In the brave new world of movie and television economics, exactly what constitutes success or failure lives on either side of a set of goalposts that seem to move weekly. There are some clear wins and losses, and streamers (mostly) don’t even release audience data. But it is also true that one man’s failure can be another man’s triumph.

Which may turn out to be the story of Kevin Costner’s costly flop, Horizon: An American Saga. The first of a planned series of four films landed in cinemas with enormous fanfare in June but was met with a brutal reception of just $US36 million in box office takings, against a budget of $US100 million-plus marketing and exhibition costs.

Kevin Costner in Horizon: An American Saga - Chapter 1.

Kevin Costner in Horizon: An American Saga - Chapter 1.Credit: Warner Bros. Pictures via AP

Set in a 15-year-long period during the American Civil War, Horizon: An American Saga was conceived as a four-part story, each a motion picture and streaming original. But its failure in cinemas – and those numbers add up to a failure, make no mistake – means that streaming may yet be a second gasp of air that saves Horizon from drowning.

PROBLEMS AND TASKS:
#1 List each distinct number written in digits in the excerpt about Kevin Costner's Horizon, in the order each first appears.
#2 From the excerpt about Kevin Costner's Horizon, write out the stretch from "Set in a 15-year-long" through "Horizon from drowning.".

[Excerpts from point annotation data]
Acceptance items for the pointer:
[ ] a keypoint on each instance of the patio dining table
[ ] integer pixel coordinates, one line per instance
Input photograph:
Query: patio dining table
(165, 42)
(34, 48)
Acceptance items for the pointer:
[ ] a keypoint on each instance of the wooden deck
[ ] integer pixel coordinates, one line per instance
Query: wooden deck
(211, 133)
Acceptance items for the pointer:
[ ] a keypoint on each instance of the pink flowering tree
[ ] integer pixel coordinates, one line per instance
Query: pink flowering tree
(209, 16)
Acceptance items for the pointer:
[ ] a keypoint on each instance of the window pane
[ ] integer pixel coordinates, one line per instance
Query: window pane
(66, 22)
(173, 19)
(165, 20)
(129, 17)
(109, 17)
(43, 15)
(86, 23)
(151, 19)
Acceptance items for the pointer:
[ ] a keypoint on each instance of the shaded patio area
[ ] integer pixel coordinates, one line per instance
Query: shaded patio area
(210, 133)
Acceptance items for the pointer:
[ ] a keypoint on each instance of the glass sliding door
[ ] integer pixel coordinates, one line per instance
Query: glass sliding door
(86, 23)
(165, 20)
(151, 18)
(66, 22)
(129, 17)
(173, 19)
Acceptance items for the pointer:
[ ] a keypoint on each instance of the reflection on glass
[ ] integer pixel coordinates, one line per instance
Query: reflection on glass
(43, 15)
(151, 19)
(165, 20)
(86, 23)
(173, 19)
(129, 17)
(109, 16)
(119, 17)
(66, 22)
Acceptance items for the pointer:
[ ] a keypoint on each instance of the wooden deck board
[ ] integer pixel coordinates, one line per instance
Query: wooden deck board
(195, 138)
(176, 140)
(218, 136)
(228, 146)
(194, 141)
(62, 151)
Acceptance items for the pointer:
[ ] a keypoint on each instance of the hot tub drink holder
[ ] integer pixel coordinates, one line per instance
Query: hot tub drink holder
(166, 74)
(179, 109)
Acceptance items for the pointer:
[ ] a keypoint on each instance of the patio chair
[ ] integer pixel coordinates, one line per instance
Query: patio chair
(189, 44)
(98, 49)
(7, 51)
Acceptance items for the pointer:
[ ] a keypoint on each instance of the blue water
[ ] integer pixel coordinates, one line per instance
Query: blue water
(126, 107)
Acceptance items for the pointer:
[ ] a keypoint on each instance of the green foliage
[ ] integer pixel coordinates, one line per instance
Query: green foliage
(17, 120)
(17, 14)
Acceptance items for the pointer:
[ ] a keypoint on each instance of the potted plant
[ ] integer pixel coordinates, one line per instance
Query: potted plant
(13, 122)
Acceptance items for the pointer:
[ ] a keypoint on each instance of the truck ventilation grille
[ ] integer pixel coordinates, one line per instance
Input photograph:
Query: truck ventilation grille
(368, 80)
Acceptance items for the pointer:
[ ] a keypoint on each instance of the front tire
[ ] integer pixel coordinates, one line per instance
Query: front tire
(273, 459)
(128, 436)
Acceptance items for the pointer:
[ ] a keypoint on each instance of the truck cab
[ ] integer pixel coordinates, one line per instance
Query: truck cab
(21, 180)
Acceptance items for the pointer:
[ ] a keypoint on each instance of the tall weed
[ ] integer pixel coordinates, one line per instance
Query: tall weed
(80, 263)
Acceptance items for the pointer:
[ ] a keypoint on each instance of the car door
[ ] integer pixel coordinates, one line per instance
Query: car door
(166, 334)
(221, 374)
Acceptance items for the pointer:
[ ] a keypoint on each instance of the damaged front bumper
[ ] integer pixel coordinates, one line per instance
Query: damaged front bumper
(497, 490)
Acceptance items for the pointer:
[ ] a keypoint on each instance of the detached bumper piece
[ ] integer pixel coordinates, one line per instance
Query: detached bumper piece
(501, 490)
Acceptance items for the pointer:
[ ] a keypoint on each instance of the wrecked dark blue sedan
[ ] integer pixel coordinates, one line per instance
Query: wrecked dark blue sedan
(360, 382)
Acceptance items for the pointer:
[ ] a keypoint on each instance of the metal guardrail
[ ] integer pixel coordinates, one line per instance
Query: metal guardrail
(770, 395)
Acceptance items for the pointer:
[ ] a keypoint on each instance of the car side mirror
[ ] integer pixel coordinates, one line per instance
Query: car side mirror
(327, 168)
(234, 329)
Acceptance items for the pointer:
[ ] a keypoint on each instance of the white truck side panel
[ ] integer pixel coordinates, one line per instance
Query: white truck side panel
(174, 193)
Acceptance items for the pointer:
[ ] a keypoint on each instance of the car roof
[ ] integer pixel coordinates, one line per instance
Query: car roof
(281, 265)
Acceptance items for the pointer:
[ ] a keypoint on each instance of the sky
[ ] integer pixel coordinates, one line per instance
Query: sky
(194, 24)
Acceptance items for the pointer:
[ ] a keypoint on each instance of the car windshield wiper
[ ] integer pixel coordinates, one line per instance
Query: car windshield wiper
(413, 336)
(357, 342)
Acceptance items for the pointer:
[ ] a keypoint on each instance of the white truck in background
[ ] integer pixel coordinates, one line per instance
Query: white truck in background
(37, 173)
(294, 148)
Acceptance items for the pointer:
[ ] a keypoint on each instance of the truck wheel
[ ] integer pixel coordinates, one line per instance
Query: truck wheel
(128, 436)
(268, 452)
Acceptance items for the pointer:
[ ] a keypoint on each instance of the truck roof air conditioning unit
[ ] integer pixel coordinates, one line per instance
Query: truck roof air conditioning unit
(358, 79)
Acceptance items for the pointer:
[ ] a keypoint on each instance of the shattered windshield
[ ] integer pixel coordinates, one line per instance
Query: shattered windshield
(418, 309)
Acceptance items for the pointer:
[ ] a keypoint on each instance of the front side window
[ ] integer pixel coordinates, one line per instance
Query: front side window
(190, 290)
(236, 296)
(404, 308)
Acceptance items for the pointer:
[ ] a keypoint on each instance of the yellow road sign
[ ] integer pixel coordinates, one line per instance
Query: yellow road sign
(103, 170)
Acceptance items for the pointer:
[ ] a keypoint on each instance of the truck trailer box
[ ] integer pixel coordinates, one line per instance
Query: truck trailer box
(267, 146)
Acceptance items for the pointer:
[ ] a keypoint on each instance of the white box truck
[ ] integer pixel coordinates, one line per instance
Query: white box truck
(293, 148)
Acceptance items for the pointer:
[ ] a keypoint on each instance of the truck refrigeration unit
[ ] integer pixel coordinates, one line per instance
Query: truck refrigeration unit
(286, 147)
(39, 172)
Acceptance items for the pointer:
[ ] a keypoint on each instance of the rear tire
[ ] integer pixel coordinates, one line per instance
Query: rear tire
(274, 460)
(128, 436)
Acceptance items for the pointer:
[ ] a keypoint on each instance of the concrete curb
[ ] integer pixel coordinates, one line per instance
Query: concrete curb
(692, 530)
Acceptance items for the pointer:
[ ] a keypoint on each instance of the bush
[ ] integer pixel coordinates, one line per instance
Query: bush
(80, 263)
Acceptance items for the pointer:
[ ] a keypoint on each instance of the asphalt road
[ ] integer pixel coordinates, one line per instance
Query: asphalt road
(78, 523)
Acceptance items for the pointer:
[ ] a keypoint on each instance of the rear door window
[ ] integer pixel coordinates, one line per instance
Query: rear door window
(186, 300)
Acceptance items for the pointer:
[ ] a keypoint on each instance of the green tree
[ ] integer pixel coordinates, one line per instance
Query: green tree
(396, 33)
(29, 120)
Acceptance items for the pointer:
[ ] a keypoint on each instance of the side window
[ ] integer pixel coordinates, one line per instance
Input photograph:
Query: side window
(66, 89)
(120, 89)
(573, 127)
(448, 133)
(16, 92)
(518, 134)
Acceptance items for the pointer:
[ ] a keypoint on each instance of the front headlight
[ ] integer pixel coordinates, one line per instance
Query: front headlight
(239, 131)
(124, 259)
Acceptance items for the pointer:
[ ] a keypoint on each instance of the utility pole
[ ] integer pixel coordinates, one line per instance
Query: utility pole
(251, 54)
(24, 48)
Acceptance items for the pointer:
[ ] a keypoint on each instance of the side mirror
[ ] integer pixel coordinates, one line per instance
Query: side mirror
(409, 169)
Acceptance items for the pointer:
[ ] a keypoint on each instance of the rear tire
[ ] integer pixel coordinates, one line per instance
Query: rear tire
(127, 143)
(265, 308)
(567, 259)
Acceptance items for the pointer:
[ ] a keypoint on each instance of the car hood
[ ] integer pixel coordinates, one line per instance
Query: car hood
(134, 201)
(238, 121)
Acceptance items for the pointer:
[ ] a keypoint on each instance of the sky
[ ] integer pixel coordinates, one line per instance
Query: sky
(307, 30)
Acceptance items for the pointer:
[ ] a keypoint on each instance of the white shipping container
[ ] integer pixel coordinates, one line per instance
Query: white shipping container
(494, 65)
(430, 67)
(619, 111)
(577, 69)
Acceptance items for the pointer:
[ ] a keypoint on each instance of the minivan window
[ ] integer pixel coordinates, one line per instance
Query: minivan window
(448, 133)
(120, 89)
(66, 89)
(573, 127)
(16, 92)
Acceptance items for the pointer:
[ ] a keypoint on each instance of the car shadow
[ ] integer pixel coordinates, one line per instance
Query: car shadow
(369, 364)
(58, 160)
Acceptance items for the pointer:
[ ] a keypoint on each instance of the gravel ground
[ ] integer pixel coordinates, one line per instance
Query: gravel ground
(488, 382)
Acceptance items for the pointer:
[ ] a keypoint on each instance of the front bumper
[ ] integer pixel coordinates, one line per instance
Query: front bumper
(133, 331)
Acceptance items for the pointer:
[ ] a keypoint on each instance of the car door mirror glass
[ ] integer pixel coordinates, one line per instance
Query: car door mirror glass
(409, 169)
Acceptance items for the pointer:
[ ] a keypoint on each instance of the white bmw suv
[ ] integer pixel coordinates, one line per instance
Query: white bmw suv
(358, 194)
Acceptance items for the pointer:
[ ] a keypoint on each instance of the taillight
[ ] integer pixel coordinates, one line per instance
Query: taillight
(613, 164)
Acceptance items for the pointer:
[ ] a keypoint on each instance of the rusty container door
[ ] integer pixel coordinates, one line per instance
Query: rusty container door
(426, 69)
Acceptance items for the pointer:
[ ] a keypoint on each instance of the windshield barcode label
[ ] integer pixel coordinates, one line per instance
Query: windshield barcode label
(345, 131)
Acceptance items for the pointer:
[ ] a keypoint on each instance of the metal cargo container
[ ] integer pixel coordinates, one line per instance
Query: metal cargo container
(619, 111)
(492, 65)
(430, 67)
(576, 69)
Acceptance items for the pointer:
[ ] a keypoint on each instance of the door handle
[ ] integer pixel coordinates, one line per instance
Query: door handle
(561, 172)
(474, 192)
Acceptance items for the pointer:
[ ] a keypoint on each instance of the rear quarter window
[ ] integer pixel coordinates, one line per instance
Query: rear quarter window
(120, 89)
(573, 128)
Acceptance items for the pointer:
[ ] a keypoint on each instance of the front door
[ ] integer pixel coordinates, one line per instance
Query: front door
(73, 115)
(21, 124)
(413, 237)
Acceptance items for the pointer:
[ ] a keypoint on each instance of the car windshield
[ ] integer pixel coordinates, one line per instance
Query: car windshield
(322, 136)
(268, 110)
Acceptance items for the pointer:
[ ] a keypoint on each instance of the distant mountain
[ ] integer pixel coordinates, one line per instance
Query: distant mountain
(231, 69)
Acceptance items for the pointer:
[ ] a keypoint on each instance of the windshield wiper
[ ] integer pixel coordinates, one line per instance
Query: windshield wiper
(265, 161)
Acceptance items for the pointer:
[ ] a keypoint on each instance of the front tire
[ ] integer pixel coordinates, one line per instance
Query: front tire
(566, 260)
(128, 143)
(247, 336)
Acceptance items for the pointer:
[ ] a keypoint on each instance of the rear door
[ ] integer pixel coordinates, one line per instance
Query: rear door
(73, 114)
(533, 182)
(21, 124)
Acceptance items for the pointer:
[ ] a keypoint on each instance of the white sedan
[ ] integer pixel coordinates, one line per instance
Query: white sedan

TASK RESPONSES:
#1 36, 100, 1, 15

#2
Set in a 15-year-long period during the American Civil War, Horizon: An American Saga was conceived as a four-part story, each a motion picture and streaming original. But its failure in cinemas – and those numbers add up to a failure, make no mistake – means that streaming may yet be a second gasp of air that saves Horizon from drowning.